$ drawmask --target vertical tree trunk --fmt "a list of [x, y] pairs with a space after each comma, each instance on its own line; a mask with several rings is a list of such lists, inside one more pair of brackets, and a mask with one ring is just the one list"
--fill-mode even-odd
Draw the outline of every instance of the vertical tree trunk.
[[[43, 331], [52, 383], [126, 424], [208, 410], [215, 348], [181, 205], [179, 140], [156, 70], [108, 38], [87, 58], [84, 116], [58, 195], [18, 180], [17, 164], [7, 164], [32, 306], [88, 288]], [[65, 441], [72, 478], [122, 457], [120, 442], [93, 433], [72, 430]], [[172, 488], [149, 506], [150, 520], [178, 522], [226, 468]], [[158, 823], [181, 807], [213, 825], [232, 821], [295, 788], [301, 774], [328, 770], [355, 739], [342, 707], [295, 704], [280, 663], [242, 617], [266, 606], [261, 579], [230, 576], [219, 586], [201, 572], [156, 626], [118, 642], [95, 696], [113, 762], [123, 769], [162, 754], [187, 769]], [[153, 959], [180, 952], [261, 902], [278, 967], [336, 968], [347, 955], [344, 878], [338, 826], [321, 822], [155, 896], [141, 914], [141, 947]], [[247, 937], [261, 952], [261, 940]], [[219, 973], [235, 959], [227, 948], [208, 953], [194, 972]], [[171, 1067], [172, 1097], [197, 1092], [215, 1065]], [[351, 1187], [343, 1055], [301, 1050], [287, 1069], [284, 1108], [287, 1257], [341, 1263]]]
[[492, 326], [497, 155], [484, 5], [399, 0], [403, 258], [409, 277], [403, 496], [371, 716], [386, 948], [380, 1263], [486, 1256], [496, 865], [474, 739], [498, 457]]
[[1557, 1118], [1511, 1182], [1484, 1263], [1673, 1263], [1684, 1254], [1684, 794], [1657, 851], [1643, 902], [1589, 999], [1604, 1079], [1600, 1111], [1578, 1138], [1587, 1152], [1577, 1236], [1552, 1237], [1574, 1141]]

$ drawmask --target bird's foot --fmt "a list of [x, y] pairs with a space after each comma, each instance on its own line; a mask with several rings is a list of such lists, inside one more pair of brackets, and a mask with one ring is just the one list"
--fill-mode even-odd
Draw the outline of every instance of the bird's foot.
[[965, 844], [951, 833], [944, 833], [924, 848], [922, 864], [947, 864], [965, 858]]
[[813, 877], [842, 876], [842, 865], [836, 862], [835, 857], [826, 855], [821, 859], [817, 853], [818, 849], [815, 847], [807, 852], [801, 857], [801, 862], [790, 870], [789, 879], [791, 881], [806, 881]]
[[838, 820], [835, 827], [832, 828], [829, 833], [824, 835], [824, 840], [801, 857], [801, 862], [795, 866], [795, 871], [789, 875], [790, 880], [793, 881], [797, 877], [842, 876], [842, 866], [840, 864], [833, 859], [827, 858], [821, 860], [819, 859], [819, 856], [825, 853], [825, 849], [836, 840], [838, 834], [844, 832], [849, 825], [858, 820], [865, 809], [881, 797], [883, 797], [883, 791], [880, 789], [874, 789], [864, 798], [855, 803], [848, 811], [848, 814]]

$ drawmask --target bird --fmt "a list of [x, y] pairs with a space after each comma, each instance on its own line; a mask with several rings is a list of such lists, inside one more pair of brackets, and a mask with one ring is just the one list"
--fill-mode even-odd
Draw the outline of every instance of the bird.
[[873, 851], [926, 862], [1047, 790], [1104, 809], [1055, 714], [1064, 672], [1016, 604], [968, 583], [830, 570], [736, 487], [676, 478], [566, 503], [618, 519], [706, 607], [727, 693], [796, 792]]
-=-=-=-=-
What the task requires:
Every line from the one containing "Draw the outline of every instance of the bird's" to the end of the entries must be set down exactly, with none omitted and none added.

Response for this exercise:
Draw the outline of every instance of the bird's foot.
[[965, 844], [951, 833], [944, 833], [924, 848], [922, 864], [947, 864], [965, 858]]
[[813, 877], [842, 876], [842, 865], [836, 862], [835, 857], [826, 855], [821, 859], [817, 853], [818, 849], [815, 847], [807, 852], [801, 857], [801, 862], [790, 870], [789, 879], [791, 881], [806, 881]]
[[838, 820], [835, 827], [832, 828], [829, 833], [824, 835], [824, 840], [801, 857], [801, 862], [795, 866], [795, 871], [789, 875], [790, 880], [793, 881], [797, 877], [842, 876], [842, 866], [840, 864], [833, 859], [827, 858], [821, 860], [819, 859], [819, 856], [825, 853], [825, 849], [836, 840], [838, 834], [844, 832], [849, 825], [858, 820], [865, 809], [881, 797], [883, 797], [883, 791], [880, 789], [874, 789], [864, 798], [855, 803], [848, 811], [848, 814]]

$ drawmask --target bird --fmt "a list of [x, y] pairs with a space after each comma, each instance on its own line; a mask with several rings is a list of such lists, inside one more pair of brackets, and a mask with one ring is just the one list"
--fill-mode even-odd
Draw the outline of every instance of the bird.
[[873, 851], [926, 862], [1047, 790], [1104, 809], [1055, 714], [1064, 672], [1016, 604], [968, 583], [830, 570], [736, 487], [676, 478], [566, 503], [618, 519], [706, 607], [727, 693], [796, 792]]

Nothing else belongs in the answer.